§ Set problem
Exactly and only the lines from the one containing "Each instance of the blue tarp" through the close of the entries below are to be set down.

* start Task data *

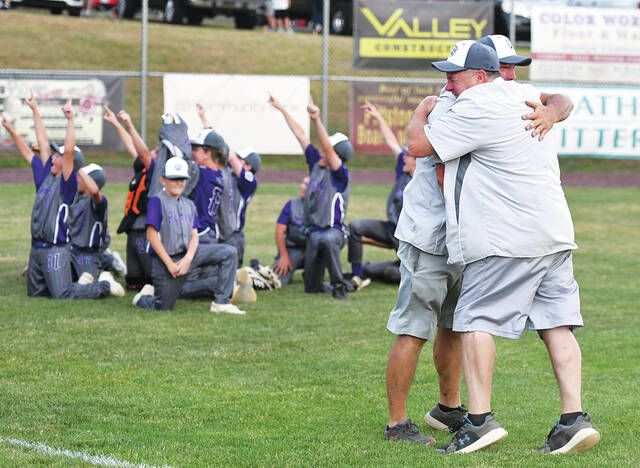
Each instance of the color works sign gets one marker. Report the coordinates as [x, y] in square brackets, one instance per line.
[395, 102]
[406, 34]
[597, 45]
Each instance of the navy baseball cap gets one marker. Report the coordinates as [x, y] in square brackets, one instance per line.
[469, 55]
[503, 47]
[252, 157]
[78, 157]
[342, 146]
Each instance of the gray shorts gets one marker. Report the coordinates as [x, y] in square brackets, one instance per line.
[427, 295]
[503, 296]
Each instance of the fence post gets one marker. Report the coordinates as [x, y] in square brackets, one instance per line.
[143, 69]
[326, 26]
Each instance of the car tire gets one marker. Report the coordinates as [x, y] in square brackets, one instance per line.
[245, 20]
[173, 12]
[194, 19]
[127, 9]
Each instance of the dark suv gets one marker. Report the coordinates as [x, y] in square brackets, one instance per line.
[194, 11]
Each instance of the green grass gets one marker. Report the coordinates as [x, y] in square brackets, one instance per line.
[99, 43]
[299, 381]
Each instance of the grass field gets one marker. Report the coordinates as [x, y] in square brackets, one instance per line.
[298, 381]
[34, 39]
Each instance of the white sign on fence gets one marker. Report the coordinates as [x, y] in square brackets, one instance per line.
[237, 107]
[605, 121]
[585, 44]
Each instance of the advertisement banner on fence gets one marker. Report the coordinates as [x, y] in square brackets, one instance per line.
[395, 103]
[605, 121]
[409, 34]
[237, 107]
[88, 94]
[598, 45]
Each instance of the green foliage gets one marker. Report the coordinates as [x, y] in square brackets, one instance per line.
[300, 380]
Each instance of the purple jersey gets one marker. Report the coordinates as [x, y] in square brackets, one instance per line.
[207, 196]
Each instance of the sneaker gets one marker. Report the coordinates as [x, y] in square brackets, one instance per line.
[243, 292]
[407, 430]
[86, 278]
[115, 288]
[225, 309]
[339, 291]
[147, 290]
[470, 438]
[359, 283]
[446, 420]
[578, 437]
[119, 267]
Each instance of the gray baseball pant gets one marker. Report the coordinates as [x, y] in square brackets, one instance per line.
[323, 249]
[168, 288]
[50, 275]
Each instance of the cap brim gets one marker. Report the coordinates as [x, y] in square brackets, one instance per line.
[447, 67]
[516, 60]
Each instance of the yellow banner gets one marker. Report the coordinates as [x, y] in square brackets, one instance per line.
[429, 49]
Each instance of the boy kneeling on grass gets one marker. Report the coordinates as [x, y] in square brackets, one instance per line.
[173, 238]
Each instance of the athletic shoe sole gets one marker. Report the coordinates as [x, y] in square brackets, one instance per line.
[489, 438]
[583, 440]
[434, 423]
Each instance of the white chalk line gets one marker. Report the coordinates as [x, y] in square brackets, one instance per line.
[103, 460]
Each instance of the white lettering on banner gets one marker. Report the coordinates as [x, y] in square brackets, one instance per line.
[237, 107]
[585, 45]
[605, 121]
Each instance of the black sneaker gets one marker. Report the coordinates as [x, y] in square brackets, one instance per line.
[446, 420]
[339, 291]
[407, 430]
[470, 438]
[578, 437]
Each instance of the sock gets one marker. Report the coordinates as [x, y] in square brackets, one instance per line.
[567, 419]
[477, 419]
[446, 409]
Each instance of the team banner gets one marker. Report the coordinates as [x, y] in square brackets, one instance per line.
[395, 102]
[88, 94]
[410, 34]
[585, 44]
[604, 122]
[237, 107]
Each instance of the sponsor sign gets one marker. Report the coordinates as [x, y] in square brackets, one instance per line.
[585, 44]
[88, 95]
[410, 34]
[395, 102]
[237, 107]
[605, 121]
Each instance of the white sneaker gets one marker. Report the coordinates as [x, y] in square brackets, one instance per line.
[117, 264]
[360, 283]
[86, 278]
[115, 288]
[243, 292]
[147, 290]
[225, 309]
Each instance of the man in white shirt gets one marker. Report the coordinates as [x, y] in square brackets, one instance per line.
[508, 223]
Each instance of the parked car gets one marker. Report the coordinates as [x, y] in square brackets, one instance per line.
[56, 7]
[244, 12]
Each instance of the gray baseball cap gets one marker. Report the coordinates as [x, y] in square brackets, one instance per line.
[469, 55]
[78, 156]
[503, 47]
[252, 157]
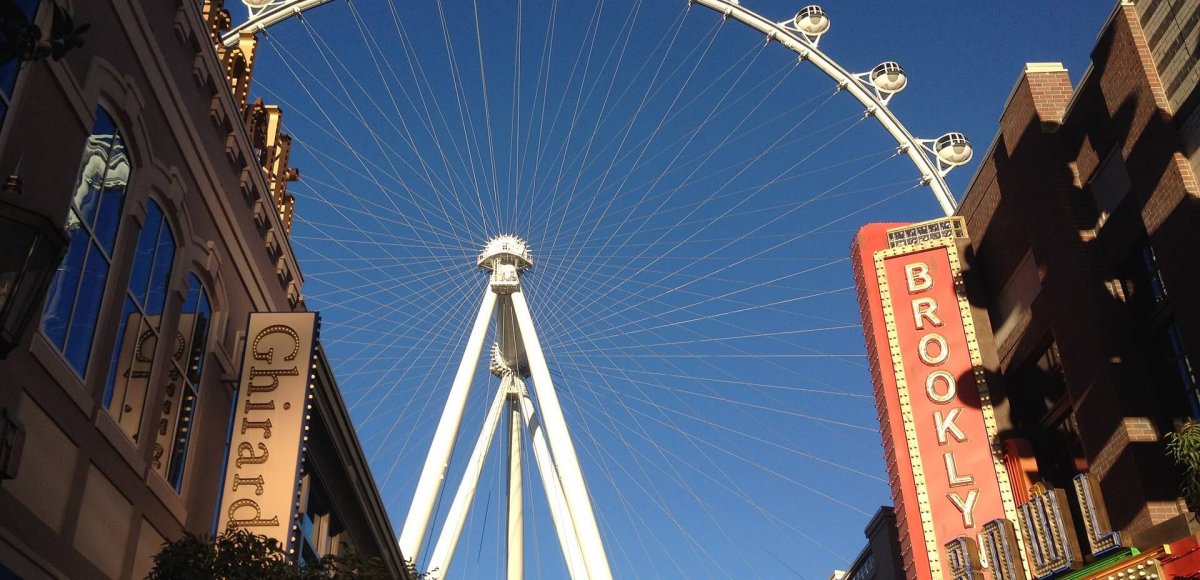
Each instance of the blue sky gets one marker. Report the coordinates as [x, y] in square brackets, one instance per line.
[689, 193]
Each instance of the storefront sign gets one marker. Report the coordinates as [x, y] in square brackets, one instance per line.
[936, 416]
[273, 405]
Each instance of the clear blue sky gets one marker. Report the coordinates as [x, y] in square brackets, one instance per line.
[690, 196]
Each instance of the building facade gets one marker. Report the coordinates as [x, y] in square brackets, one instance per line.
[172, 187]
[1078, 240]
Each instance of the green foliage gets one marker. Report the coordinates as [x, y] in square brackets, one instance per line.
[241, 555]
[1183, 447]
[25, 41]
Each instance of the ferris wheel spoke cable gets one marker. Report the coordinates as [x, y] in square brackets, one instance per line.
[679, 153]
[407, 137]
[663, 60]
[780, 216]
[694, 233]
[687, 82]
[657, 498]
[581, 231]
[666, 455]
[352, 106]
[466, 123]
[330, 126]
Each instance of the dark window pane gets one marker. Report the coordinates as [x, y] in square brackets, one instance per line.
[143, 256]
[161, 275]
[136, 358]
[199, 339]
[183, 436]
[123, 345]
[63, 290]
[9, 77]
[83, 323]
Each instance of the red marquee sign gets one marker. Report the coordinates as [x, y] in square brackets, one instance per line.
[948, 478]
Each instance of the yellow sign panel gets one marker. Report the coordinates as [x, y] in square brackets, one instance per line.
[271, 408]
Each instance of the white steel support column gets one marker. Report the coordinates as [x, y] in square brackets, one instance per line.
[553, 486]
[516, 500]
[574, 488]
[516, 356]
[443, 551]
[417, 524]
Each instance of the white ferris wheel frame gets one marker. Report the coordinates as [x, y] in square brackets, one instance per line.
[929, 161]
[545, 426]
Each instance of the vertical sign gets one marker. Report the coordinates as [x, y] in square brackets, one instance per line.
[270, 416]
[936, 418]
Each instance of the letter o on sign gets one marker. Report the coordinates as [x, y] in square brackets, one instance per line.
[951, 387]
[943, 351]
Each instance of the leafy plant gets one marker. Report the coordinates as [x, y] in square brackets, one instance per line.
[25, 41]
[1183, 447]
[241, 555]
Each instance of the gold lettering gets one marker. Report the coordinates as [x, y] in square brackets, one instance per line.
[1001, 550]
[245, 480]
[1049, 533]
[1101, 536]
[275, 378]
[265, 425]
[257, 520]
[917, 275]
[946, 425]
[259, 406]
[943, 351]
[952, 472]
[269, 356]
[925, 309]
[965, 506]
[964, 558]
[952, 388]
[246, 454]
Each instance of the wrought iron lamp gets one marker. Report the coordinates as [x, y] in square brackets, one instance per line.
[31, 245]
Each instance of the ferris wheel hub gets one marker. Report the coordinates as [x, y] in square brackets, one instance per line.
[507, 256]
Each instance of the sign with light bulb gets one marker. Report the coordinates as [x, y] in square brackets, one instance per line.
[273, 407]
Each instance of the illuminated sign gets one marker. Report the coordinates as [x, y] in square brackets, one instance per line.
[1049, 532]
[270, 417]
[948, 477]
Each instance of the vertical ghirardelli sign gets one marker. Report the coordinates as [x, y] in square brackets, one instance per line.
[262, 474]
[936, 417]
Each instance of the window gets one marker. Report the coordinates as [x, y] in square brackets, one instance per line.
[138, 330]
[9, 70]
[183, 384]
[1013, 304]
[1109, 185]
[72, 304]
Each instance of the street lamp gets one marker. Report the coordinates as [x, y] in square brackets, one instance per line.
[31, 245]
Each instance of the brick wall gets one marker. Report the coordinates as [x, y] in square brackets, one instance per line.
[1033, 193]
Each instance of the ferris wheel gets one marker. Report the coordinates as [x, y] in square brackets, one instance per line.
[657, 203]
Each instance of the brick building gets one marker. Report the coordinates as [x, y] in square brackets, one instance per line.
[1079, 239]
[1085, 217]
[173, 192]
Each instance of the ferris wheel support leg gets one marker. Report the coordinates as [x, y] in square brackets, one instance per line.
[433, 473]
[439, 562]
[574, 486]
[516, 497]
[558, 512]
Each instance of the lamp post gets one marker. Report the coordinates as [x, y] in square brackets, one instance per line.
[31, 245]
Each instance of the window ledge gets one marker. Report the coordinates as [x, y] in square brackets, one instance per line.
[167, 495]
[124, 446]
[61, 372]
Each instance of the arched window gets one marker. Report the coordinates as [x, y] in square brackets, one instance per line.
[72, 304]
[138, 332]
[183, 384]
[10, 69]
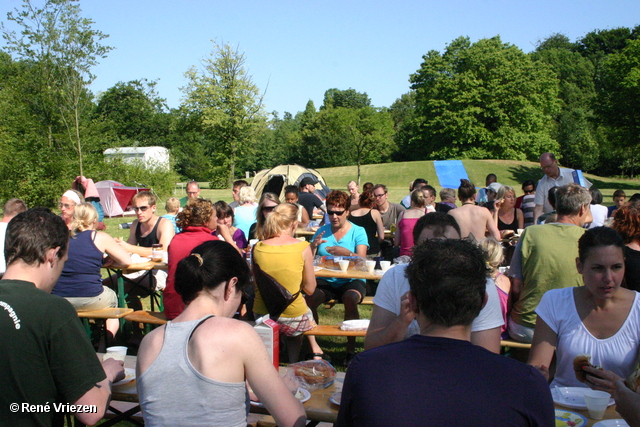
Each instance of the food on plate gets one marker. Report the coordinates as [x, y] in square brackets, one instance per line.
[633, 382]
[579, 362]
[313, 374]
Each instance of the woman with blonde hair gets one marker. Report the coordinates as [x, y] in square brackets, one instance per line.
[408, 220]
[197, 221]
[268, 202]
[507, 217]
[494, 255]
[81, 281]
[194, 370]
[245, 213]
[290, 262]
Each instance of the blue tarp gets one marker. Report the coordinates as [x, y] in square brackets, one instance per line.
[450, 172]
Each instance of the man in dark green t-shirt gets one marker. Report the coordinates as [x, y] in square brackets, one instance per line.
[47, 363]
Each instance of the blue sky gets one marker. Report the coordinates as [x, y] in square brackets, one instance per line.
[296, 50]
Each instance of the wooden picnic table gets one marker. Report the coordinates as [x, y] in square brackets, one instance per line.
[303, 232]
[318, 407]
[121, 270]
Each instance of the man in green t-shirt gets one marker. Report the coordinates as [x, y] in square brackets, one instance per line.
[545, 258]
[47, 365]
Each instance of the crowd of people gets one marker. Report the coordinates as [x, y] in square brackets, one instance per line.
[571, 288]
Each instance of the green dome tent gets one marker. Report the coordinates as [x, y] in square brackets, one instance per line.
[274, 180]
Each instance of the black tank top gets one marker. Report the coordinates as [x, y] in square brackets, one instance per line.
[149, 239]
[367, 222]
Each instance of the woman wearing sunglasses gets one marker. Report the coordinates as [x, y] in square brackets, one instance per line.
[339, 238]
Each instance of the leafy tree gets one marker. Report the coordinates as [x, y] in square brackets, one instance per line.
[403, 112]
[229, 104]
[133, 111]
[350, 98]
[65, 48]
[575, 128]
[619, 95]
[484, 100]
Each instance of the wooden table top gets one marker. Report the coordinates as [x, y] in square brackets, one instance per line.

* end Task data *

§ Response to the task
Each instance of the blue tarp gets one marker. Report the coordinates as [x, y] in square brackets, one instance per line.
[450, 172]
Each instance of the man in dark green t-shirt gets one marker. Report the coordinates as [x, y] in square brackets, one instance per line.
[47, 363]
Each instance of the blue sky gets one marker. Report the coordinates as [x, y] in square brackets, one instance per line.
[296, 50]
Each instance of the wooden picnic table gets one marker. Report the coordinates as [x, y] in square brackets, one instance per line.
[303, 232]
[318, 407]
[121, 270]
Each instance of the man in green t-shirt gets one marker. Report the coordinates as [x, y] in square brackets, one instance per line.
[545, 258]
[47, 365]
Each instance of the crowd of people gets one marker. Report the coordinates as [x, y] in square brackets, one instance per line.
[571, 288]
Each instance of the green dome tent gets one marker. Report the coordinates as [x, y] in square brackets, one instance per line.
[274, 180]
Each instance of the black tank top gets one marker. Report the coordinates as [x, y] in square brackets, one instance per line.
[149, 239]
[367, 222]
Each instance of the woman wearing sunglasses gets one marker. Report the coordinates as [x, y] in square brackets, one instance per line.
[339, 238]
Each instance of the leafy tree gets one marker. Report the coordinates as [x, y] in square brackets, one instance per line.
[403, 112]
[229, 104]
[133, 111]
[350, 98]
[65, 48]
[575, 128]
[619, 95]
[484, 100]
Each instance of the wooden table top gets one marker. Report the coordinates as [x, y] in square brackets, one instance per line.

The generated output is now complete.